- PROBLEMS
[a] The buttermilk biscuit post numbers the criteria the writer used in searching for the perfect biscuit recipe. List all of these criteria.
[b] Reproduce word for word the passage of the buttermilk biscuit post starting with "But for now----these" and going on through "are NO fun.".

- EXCERPTED PASSAGE
───

OMGosh! Here is the BEST, Flaky Buttermilk Biscuit Recipe! (AND...It's Easy and Fast, Too!)
This is seriously the BEST, most sinfully delicious and EASY recipe for the perfect flaky buttermilk biscuits.
I admit to having a long-standing buttermilk biscuit obsession. I love those flaky, perfectly-sized, melt-in-your-mouth buttery, fluffy pieces of bread. Sorry for the adjectives, but, well....I LOVE them. I don't eat biscuits very often because they're not the best thing if you are trying to eat mainly Paleo, but once in awhile, I just GO for it!
I'm guilty. Mr. V. and I ate an entire cast iron pan of these sinful buttermilk biscuits the other night with our stew. Yep. The WHOLE thing. And I'm not even sorry!
I have been trying for quite some time to figure out the perfect biscuit recipe for 1) speed, 2) deliciousness, 3) flakiness, and 4) the perfect rise. Finally! Here is it! If you've been reading my stuff for any length of time, you know my issues with bread baking of any kind.
I'm afraid of using the right amount of yeast, sour dough is still my nemesis, and I really don't like the time and attention it takes to knead/rise/knead/rise....but I'll get there one day. I know I will. It's a bread-baking journey for this gal, for sure.
But for now----these little buttermilk biscuits have made my day! I actually feel somewhat proficient with bread, now!
I think you'll agree with me....
Bread fails of any kind are NO fun.

───

- GIVEN INFORMATION
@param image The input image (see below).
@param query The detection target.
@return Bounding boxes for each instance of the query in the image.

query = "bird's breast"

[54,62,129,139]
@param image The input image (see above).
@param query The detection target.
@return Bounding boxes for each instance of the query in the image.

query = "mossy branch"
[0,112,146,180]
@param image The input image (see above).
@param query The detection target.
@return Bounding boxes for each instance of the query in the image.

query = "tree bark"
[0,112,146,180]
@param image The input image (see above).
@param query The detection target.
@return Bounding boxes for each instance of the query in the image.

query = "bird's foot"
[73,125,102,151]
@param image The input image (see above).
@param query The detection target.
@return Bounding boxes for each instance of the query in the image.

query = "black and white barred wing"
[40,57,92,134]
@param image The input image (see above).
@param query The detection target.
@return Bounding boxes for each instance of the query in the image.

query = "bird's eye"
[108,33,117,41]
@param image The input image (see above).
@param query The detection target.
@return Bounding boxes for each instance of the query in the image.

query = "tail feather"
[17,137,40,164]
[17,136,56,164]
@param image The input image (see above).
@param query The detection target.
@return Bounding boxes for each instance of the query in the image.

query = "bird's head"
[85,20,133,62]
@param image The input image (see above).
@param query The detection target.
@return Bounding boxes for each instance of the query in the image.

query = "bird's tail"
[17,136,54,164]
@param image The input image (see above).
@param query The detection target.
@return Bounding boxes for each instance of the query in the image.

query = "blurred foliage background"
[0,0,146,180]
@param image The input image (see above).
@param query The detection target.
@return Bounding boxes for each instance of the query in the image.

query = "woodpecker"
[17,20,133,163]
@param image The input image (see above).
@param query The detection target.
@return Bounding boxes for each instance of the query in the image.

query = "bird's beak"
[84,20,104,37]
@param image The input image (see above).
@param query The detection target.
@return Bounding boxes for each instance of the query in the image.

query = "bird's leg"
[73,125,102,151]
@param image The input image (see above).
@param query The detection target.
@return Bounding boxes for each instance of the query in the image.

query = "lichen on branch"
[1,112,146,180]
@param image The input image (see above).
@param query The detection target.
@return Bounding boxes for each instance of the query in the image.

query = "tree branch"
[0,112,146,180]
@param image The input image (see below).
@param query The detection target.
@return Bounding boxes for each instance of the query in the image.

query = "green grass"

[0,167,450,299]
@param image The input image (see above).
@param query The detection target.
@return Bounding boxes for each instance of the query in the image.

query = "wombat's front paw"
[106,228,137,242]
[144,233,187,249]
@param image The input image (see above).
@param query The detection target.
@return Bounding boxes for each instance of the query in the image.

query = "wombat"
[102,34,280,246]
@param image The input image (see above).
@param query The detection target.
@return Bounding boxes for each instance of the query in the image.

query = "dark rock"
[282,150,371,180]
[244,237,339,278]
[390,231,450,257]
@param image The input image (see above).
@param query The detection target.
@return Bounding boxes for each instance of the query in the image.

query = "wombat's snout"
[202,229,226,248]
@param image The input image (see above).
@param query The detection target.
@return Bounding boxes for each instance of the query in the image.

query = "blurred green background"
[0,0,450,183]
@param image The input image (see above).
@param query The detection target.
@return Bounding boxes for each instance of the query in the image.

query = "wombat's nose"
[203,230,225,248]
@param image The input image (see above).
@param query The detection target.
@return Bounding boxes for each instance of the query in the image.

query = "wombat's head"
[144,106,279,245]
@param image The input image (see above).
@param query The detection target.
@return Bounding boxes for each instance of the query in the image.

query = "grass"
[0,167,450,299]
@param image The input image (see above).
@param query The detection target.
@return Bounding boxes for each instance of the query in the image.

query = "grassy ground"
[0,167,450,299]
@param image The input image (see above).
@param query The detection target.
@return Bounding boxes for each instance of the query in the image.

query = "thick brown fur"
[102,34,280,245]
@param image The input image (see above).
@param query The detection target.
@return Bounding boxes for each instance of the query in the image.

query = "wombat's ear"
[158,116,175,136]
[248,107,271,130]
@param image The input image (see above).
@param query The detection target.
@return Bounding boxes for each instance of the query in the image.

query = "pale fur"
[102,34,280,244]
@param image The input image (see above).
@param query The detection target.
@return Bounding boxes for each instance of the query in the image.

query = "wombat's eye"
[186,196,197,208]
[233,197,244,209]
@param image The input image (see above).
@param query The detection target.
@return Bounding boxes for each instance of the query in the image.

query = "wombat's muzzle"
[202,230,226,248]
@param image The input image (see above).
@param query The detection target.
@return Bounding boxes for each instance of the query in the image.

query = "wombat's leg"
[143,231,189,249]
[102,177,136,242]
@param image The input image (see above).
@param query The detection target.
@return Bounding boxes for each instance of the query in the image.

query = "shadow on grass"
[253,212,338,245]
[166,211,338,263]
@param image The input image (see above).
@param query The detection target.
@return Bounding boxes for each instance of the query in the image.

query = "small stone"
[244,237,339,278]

───

- SOLUTIONS TO THE PROBLEMS
[a]
1) speed
2) deliciousness
3) flakiness
4) the perfect rise

[b]
But for now----these little buttermilk biscuits have made my day! I actually feel somewhat proficient with bread, now!
I think you'll agree with me....
Bread fails of any kind are NO fun.